## [Problem statement]
List every line in the items below that contains the word "harness", treating uppercase and lowercase letters as different.

======== Given data ========

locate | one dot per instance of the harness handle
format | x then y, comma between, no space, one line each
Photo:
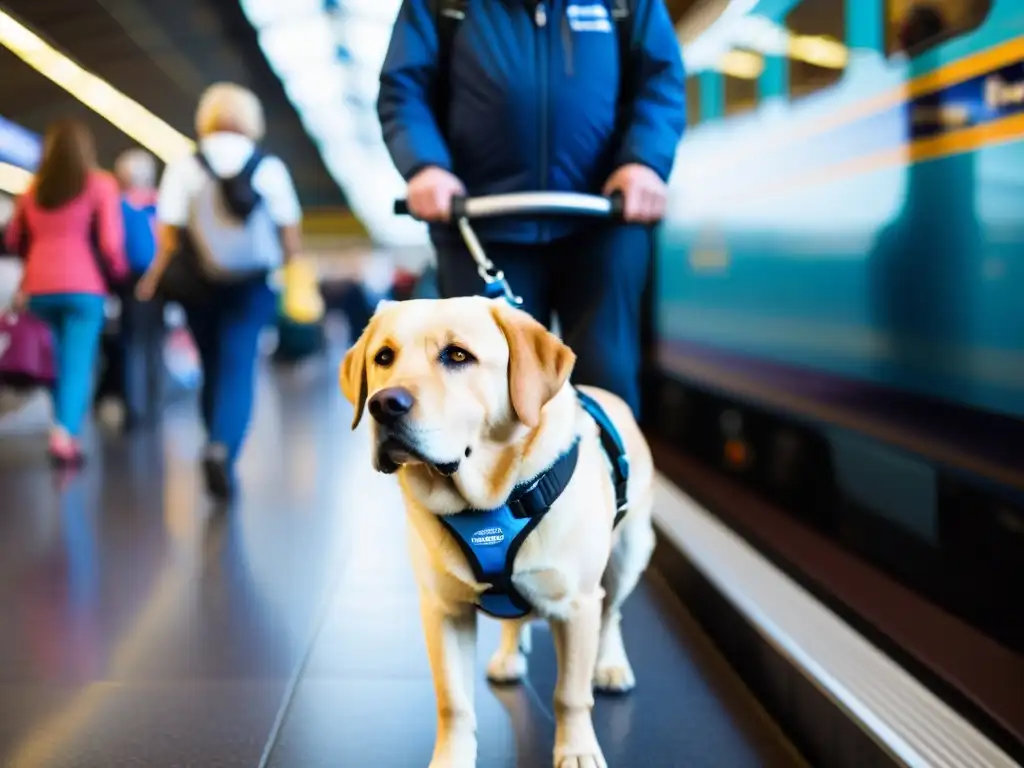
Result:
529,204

========
======== Given data ========

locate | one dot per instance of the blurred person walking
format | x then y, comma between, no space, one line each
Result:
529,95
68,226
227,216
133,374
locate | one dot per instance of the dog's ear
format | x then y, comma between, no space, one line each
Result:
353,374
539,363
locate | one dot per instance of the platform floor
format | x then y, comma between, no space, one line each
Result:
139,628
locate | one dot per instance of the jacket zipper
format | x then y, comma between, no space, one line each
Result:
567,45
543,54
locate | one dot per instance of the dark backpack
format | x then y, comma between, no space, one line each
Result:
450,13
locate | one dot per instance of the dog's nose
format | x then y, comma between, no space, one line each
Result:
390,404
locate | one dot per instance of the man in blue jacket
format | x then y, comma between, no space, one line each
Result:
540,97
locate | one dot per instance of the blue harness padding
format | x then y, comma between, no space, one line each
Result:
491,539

========

## [The completed task]
locate | one dot per instance of the harness handle
locate | one dot per instance of the blue harness padding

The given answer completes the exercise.